That was a nasty flu. No idea if it was a swine flu or not, but I finally have recovered a little energy today. I feel like I’ve been punched in the face, but I can manage the stairs again.
Talking of flu, this is an interesting story which could be a great mine for conspiracy theorists:
Craig Murray, British Ambassador to Uzbekistan, stumbles across the fact that the British government is routinely receiving intelligence from torture, through the CIA. He knows that the CIA is flying people in to Uzbekistan to be tortured. He directly documents a number of false flag bombings and other devices designed to exaggerate the al-Qaida threat in Central Asia.
He dutifully reports all this back to his superiors in London. He is recalled, told that this is UK policy and he should shut up. Continuing his investigations in Tashkent, he is suddenly faced with eighteen serious disciplinary allegations. They include criminal allegations like selling visas for sex, and an accusation that he is an alcohlic.
He is told the allegations will be heard in secret and he is not allowed to tell anyone, not even to prepare a defence. He has a nervous breakdown. Downing St leaks details of the more lurid allegations to the tabloids but this backfires. Murray is known in media circles and his human rights work is respected. The accusations meet with widespread media derision, and Murray is acquitted on all counts.
Returning to Tashkent in triumph, he collapses after two days with multiple pulmonary emboli (blood clots in both lungs). He nearly dies and is in a coma for five days. There is never an explanation of the cause of so many blood clots, and doctors are suspicious. Unexpectedly he recovers, but is given six months to three years to live due to resulting pulmonary hypertension. He is dismissed as Ambassador when one of his telegrams on torture and intelligence is leaked to the Financial Times – who nonetheless do not publish the most damning bits.

*Entries provided*:
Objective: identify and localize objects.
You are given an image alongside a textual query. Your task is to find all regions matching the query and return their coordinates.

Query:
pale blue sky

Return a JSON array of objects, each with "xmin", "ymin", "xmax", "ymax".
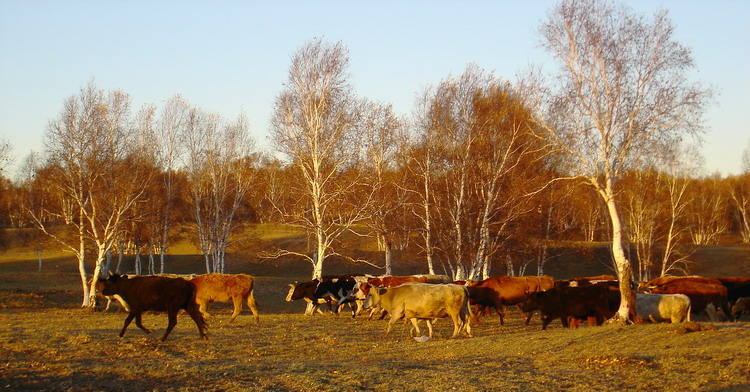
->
[{"xmin": 0, "ymin": 0, "xmax": 750, "ymax": 175}]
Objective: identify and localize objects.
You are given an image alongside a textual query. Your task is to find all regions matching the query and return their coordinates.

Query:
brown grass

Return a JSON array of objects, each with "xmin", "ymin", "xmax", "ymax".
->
[{"xmin": 0, "ymin": 273, "xmax": 750, "ymax": 391}]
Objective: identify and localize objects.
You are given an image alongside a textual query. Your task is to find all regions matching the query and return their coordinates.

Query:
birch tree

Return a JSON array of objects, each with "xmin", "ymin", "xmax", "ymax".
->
[
  {"xmin": 271, "ymin": 38, "xmax": 370, "ymax": 278},
  {"xmin": 182, "ymin": 108, "xmax": 254, "ymax": 273},
  {"xmin": 28, "ymin": 82, "xmax": 151, "ymax": 307},
  {"xmin": 540, "ymin": 0, "xmax": 710, "ymax": 323}
]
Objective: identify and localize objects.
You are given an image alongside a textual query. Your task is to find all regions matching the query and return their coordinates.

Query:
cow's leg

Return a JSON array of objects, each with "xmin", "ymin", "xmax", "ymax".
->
[
  {"xmin": 451, "ymin": 314, "xmax": 461, "ymax": 339},
  {"xmin": 523, "ymin": 310, "xmax": 534, "ymax": 325},
  {"xmin": 120, "ymin": 312, "xmax": 135, "ymax": 337},
  {"xmin": 246, "ymin": 290, "xmax": 260, "ymax": 324},
  {"xmin": 495, "ymin": 303, "xmax": 505, "ymax": 325},
  {"xmin": 542, "ymin": 313, "xmax": 554, "ymax": 330},
  {"xmin": 463, "ymin": 314, "xmax": 474, "ymax": 338},
  {"xmin": 161, "ymin": 309, "xmax": 179, "ymax": 342},
  {"xmin": 195, "ymin": 301, "xmax": 211, "ymax": 320},
  {"xmin": 719, "ymin": 299, "xmax": 735, "ymax": 321},
  {"xmin": 135, "ymin": 312, "xmax": 154, "ymax": 334},
  {"xmin": 229, "ymin": 297, "xmax": 242, "ymax": 323},
  {"xmin": 187, "ymin": 306, "xmax": 208, "ymax": 340}
]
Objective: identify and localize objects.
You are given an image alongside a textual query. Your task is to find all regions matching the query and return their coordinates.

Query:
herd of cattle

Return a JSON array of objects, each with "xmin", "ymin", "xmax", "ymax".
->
[{"xmin": 97, "ymin": 274, "xmax": 750, "ymax": 340}]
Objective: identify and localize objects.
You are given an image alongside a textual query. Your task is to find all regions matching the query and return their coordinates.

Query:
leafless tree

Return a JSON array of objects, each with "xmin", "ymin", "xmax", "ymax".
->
[
  {"xmin": 271, "ymin": 38, "xmax": 370, "ymax": 278},
  {"xmin": 360, "ymin": 102, "xmax": 406, "ymax": 275},
  {"xmin": 156, "ymin": 95, "xmax": 191, "ymax": 273},
  {"xmin": 540, "ymin": 0, "xmax": 711, "ymax": 323},
  {"xmin": 182, "ymin": 108, "xmax": 254, "ymax": 273},
  {"xmin": 28, "ymin": 82, "xmax": 156, "ymax": 307},
  {"xmin": 687, "ymin": 176, "xmax": 731, "ymax": 245}
]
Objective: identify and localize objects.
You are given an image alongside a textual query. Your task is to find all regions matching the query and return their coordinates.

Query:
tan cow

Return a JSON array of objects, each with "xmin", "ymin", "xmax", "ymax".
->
[
  {"xmin": 635, "ymin": 293, "xmax": 691, "ymax": 323},
  {"xmin": 190, "ymin": 274, "xmax": 260, "ymax": 324},
  {"xmin": 365, "ymin": 283, "xmax": 472, "ymax": 338}
]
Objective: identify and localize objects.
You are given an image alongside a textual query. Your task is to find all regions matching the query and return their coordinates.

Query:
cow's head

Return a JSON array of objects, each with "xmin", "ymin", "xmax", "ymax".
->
[{"xmin": 286, "ymin": 282, "xmax": 299, "ymax": 302}]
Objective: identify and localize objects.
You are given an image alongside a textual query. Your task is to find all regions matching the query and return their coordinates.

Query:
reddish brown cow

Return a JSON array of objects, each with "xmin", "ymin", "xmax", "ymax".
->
[
  {"xmin": 719, "ymin": 276, "xmax": 750, "ymax": 303},
  {"xmin": 190, "ymin": 274, "xmax": 260, "ymax": 324},
  {"xmin": 466, "ymin": 275, "xmax": 555, "ymax": 325},
  {"xmin": 96, "ymin": 274, "xmax": 208, "ymax": 341},
  {"xmin": 521, "ymin": 284, "xmax": 614, "ymax": 329},
  {"xmin": 648, "ymin": 278, "xmax": 733, "ymax": 321}
]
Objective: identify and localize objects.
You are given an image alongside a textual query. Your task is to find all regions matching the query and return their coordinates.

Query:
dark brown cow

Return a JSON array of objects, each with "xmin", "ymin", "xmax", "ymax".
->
[
  {"xmin": 521, "ymin": 284, "xmax": 614, "ymax": 329},
  {"xmin": 648, "ymin": 278, "xmax": 733, "ymax": 321},
  {"xmin": 466, "ymin": 275, "xmax": 555, "ymax": 325},
  {"xmin": 96, "ymin": 274, "xmax": 208, "ymax": 341},
  {"xmin": 190, "ymin": 274, "xmax": 260, "ymax": 324}
]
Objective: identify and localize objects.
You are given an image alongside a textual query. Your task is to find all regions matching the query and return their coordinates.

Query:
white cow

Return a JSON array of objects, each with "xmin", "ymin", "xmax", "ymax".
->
[{"xmin": 635, "ymin": 294, "xmax": 690, "ymax": 323}]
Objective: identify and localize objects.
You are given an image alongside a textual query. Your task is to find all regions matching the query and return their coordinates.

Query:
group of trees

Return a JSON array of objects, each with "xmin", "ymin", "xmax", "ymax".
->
[{"xmin": 4, "ymin": 0, "xmax": 750, "ymax": 316}]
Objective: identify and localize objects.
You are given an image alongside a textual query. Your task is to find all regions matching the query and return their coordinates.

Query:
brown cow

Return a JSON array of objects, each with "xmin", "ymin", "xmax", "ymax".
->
[
  {"xmin": 647, "ymin": 278, "xmax": 733, "ymax": 321},
  {"xmin": 521, "ymin": 284, "xmax": 613, "ymax": 329},
  {"xmin": 466, "ymin": 275, "xmax": 555, "ymax": 325},
  {"xmin": 338, "ymin": 275, "xmax": 451, "ymax": 320},
  {"xmin": 96, "ymin": 274, "xmax": 208, "ymax": 341},
  {"xmin": 190, "ymin": 273, "xmax": 260, "ymax": 324},
  {"xmin": 365, "ymin": 283, "xmax": 472, "ymax": 338}
]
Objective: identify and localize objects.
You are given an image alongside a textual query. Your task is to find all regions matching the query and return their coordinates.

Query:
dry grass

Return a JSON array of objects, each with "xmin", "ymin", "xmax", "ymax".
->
[{"xmin": 0, "ymin": 273, "xmax": 750, "ymax": 391}]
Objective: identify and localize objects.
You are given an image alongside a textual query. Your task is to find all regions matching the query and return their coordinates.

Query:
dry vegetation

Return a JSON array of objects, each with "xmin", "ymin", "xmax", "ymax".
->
[{"xmin": 0, "ymin": 272, "xmax": 750, "ymax": 391}]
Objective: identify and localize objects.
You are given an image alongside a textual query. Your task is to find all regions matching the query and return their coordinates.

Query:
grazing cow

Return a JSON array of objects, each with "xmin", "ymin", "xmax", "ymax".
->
[
  {"xmin": 466, "ymin": 275, "xmax": 555, "ymax": 325},
  {"xmin": 190, "ymin": 273, "xmax": 260, "ymax": 324},
  {"xmin": 647, "ymin": 278, "xmax": 733, "ymax": 321},
  {"xmin": 568, "ymin": 275, "xmax": 617, "ymax": 287},
  {"xmin": 339, "ymin": 275, "xmax": 451, "ymax": 319},
  {"xmin": 732, "ymin": 297, "xmax": 750, "ymax": 320},
  {"xmin": 286, "ymin": 275, "xmax": 360, "ymax": 316},
  {"xmin": 313, "ymin": 275, "xmax": 361, "ymax": 318},
  {"xmin": 635, "ymin": 294, "xmax": 690, "ymax": 323},
  {"xmin": 521, "ymin": 284, "xmax": 614, "ymax": 329},
  {"xmin": 365, "ymin": 283, "xmax": 472, "ymax": 338},
  {"xmin": 96, "ymin": 274, "xmax": 208, "ymax": 341}
]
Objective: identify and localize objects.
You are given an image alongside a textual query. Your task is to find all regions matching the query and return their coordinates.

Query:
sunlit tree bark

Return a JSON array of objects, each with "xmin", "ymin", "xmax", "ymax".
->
[
  {"xmin": 540, "ymin": 0, "xmax": 710, "ymax": 323},
  {"xmin": 271, "ymin": 39, "xmax": 371, "ymax": 278}
]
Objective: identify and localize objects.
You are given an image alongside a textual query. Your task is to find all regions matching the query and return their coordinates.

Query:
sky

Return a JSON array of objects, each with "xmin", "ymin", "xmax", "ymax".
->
[{"xmin": 0, "ymin": 0, "xmax": 750, "ymax": 178}]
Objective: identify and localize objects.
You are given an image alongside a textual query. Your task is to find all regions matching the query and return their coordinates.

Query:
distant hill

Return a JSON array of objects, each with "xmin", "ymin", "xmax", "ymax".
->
[{"xmin": 0, "ymin": 225, "xmax": 750, "ymax": 279}]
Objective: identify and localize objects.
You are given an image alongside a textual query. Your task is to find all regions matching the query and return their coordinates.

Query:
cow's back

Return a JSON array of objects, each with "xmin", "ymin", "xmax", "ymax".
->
[{"xmin": 191, "ymin": 273, "xmax": 255, "ymax": 302}]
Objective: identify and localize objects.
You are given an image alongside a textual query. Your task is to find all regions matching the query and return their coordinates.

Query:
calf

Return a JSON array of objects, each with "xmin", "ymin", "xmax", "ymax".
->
[
  {"xmin": 96, "ymin": 274, "xmax": 208, "ymax": 341},
  {"xmin": 635, "ymin": 294, "xmax": 690, "ymax": 323},
  {"xmin": 648, "ymin": 278, "xmax": 733, "ymax": 321},
  {"xmin": 365, "ymin": 283, "xmax": 472, "ymax": 338},
  {"xmin": 190, "ymin": 274, "xmax": 260, "ymax": 324}
]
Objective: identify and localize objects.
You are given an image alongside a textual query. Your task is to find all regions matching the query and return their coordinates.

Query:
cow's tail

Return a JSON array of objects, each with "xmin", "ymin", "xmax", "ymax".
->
[
  {"xmin": 245, "ymin": 277, "xmax": 260, "ymax": 324},
  {"xmin": 461, "ymin": 286, "xmax": 474, "ymax": 337},
  {"xmin": 185, "ymin": 280, "xmax": 208, "ymax": 340}
]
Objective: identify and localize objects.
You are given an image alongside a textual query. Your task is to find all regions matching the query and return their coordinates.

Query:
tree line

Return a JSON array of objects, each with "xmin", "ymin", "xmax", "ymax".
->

*Work task 1*: According to the passage about Craig Murray, why did the leak of the lurid allegations to the tabloids backfire? Answer in one to three sentences.
*Work task 2*: Go on with the passage about Craig Murray from its last sentence.

*Response area 1*: It backfired because Murray was known in media circles and his human rights work was respected. The accusations therefore met with widespread media derision.

*Response area 2*:
Murray proves to have the extremely rare ability to regrow the arteries in his lungs, and starts to recover. He tries to make public the British government’s complicity in torture, releasing documents on the internet and publishing Murder in Samarkand, which tells the above story.
Murray stands against Foreign Secretary Jack Straw in Blackburn in the 2005 General Election. The BBC make a fly-on-the-wall documentary about Murray. Esther Oxford, the Assistant Director and cinematographer on the documentary, lives with Murray for four weeks to film it. After the election Oxford and her camera are even admitted to the operating theatre for Murray’s heart surgery.
Murray becomes good friends with Oxford and presenter John Sweeney. But when the documentary is made, The Ambassador’s Last Stand concentrates heavily on Murray’s personal eccentricities and thus discounts his allegations of British government complicity in torture. The Murrays and Oxfords remain friends, however. Murray meets Esther’s father, the virologist Professor John Oxford, and Murray’s wife Nadira dances at Esther’s wedding.
Murray gives evidence to the European Parliament on UK complicity in torture. Returning on the Eurostar, he sits with a Tory MEP, a descendant of T E Lawrence. The MEP shows Murray on the train Lawrence’s original map of proposed boundaries for the Middle East.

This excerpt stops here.